━━━ Excerpt ━━━

Yes. So far there is always ongoing training. They called in reserves today, now officially. More people are trying to join different volunteer groups and official training groups. Volunteer groups actually seem to be part of the JFO. So I'm assuming those people, if they want to, they'll be able to join the army as well.

So this is something, this is the message that they shared with the journalists. That just now Russia-24 named a list of “85 people of the top leadership of Ukraine, which the investigative committee of Russia considers it necessary to bring to criminal responsibility for the genocide of civilian population of Donbas. The list includes the commanders of all brigades of the armed forces of Ukraine, 2014, 2015, and those who command now, defense ministers, et cetera, GFO and ATO.” So it seems like things are moving. The fact that they announced a list publicly like that.

Ken Harbaugh:

I was going to ask. So that isn't a leaked document. That is an intimidation tactic. They're putting that out publicly.

Oliya Scootercaster:

Yes. It appears to be, yes.

Ken Harbaugh:

Okay. So you've described how the Ukrainian government is preparing and the mobilization of troops and the recall of guard members. How about the Ukrainian people? What are you seeing on the streets of Kyiv and outside Kyiv among your fellow Ukrainians?

Oliya Scootercaster:

I would say there actually are way less people in Kyiv now. Definitely over the last week, I see less and less people. So I'm assuming the ones that could leave, left. And the ones that are staying from the ones I spoke to, they all have their safety plan. They have their bags and documents ready to go. They have their extra water, extra food. You know, they're thinking of safety precautions and escape plans.

Ken Harbaugh:

Have you talked to anybody with a cultural memory of invasion or occupation? I would imagine for you and your peer group, this is otherworldly. But there are surely people who remember what European war looks like and just how devastating it is. Ukraine, of course, being the second largest country in Europe after Russia itself, this is not a minor affair.

Oliya Scootercaster:

Right. And I think most people understand that. I am a little surprised by those who don't seem to care or realize the gravity of the situation.

Ken Harbaugh:

What are the people you're talking about saying about the US and other Ukrainian allies, and what is needed from them?

Oliya Scootercaster:

In general, it seems people are grateful for all the help, but also some feel like there is a lot of talk and not enough action. I'm sure it also comes back from 2014, 2015 when not much was done after the country was invaded. And now is the deciding moment to see whether those words were empty. But it seems like some sanctions are happening. But you know, people are optimistic, but doubtful. I saw on a Ukrainian TV station, they did a little poll on whether the current sanctions are enough to change anything. And 85% said no.

Ken Harbaugh:

Is there a hope in that reaction that the West will go beyond sanctions? Are people expecting more than an economic response? What are they talking about? What are you talking about when you say living up to our promises?

━━━ Given data ━━━

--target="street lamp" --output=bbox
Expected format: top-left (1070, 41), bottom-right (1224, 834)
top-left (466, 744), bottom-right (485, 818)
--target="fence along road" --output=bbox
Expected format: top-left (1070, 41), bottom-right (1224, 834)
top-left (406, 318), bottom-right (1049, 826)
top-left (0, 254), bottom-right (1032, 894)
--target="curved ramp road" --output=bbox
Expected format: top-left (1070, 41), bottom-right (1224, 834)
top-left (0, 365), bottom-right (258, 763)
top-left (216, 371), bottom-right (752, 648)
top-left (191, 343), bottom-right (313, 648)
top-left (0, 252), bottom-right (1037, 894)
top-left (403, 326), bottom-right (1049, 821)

━━━

Your goal:
Continue the interview transcript about Ukraine, starting right after its final line.

Answer to this exercise:
Oliya Scootercaster:

I think people want more help. They understand that because Ukraine is not part of NATO, there is not much that can be done. But considering that this war could become everybody's problem, not just Ukraine's problem, I think they're expecting more and hoping more.

Ken Harbaugh:

When you say this war could become everyone's problem. Can you explain that a bit? How would a Russian invasion of Ukraine impact the rest of us?

Oliya Scootercaster:

From what I'm seeing right now, all countries are kind of entangled in the decisions. So if something were to happen, it's not going to be just Ukrainians, because there's already sanctions happening and everything, I feel like you will all get mixed. Like everybody will be a part of it.

Ken Harbaugh:

Yeah.

Oliya Scootercaster:

And I still feel like Ukraine is simply being used as a chess piece, you know? But unfortunately it's this country and yeah.

Ken Harbaugh:

Are you hearing about aid and support to Ukraine, and in particular the Ukrainian military, that is material like the shipment of equipment?

Oliya Scootercaster:

Yeah, there are regular shipments of things, weaponry and helmets from Germany. I think they gave a bunch of helmets. I mean, I'm seeing posts of some sort of help landing in Boryspil airport quite often.

Ken Harbaugh:

And what are your plans should the Russian forces now in eastern Ukraine decide to continue moving west? How close is Kyiv?

Oliya Scootercaster:

Kyiv is close to Belarus. So the danger here is mostly from Belarus. If they continue moving through Donbas, it will take a while to get to Kyiv. But the worry is if they were to push against Donbas and the army responds, what stops them from moving troops from Belarus towards Kyiv. And after the last speech I listened to by Putin, it's very concerning.

Ken Harbaugh:

Yes. Can you tell us about that speech, because there were some very alarming pronouncements in it, among them Putin saying that Ukraine, and this is a quote, "Ukraine never had a tradition of genuine statehood." I mean, that seems like the excuse of every autocrat invading a neighbor.

Oliya Scootercaster:

It honestly just felt like it's something personal.

Ken Harbaugh:

Oh, what do you mean by that?

Oliya Scootercaster:

Mean, just all politics. It's a sight. There is so much hate for this country. And I can't even gather why.

Ken Harbaugh:

Yeah. Oliya, I'm wondering if anyone has suggested why it seems so personal for Putin, because I have picked up on the same. Something about the dissolution of th e Soviet Union is such an animating thing for Putin. He wants to undo that, and Ukraine is the centerpiece of that. Does that make sense?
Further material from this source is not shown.